__Problem description__:
Your answer must be an exact copy of the lines from the one containing "For each instance of the white" through the last line of the records below, with no pictures; please include nothing else.

(Point-per-instance localization data)
- Opening Delimiter -

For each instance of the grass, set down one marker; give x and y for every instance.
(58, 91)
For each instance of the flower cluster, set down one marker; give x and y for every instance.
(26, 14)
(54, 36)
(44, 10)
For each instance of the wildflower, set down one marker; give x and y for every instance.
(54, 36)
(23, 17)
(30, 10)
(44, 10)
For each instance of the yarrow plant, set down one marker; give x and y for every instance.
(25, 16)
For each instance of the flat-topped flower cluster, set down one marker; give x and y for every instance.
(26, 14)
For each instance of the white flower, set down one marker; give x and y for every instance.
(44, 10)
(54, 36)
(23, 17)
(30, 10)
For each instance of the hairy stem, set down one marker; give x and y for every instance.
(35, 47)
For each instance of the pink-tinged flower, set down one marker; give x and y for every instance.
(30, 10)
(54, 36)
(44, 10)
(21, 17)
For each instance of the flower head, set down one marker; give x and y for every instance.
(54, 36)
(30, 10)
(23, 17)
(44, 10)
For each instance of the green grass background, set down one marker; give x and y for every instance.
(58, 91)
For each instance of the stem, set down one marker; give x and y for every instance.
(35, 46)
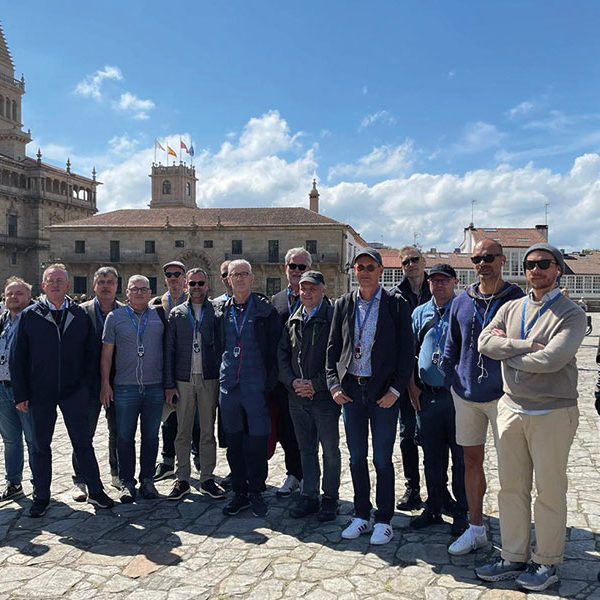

- Closing Delimiter -

__Response__:
For each instance of the white flower, set down one marker; give x and y for every instance.
(44, 10)
(54, 36)
(23, 17)
(30, 10)
For each instance of the hairy stem, set down one marker; give x and y for every instance.
(35, 47)
For each instance of the pink-tinged flower, set down one marker; give x and y for every instance.
(30, 10)
(54, 36)
(44, 10)
(21, 17)
For each instance of the flower head, set down one marker; give x and y for every instance.
(54, 36)
(30, 10)
(23, 17)
(44, 10)
For each instance of the green grass background, set down one marker; give x and y for every instance.
(58, 91)
For each instance of the stem, set down one marker; give x and y for every instance.
(35, 46)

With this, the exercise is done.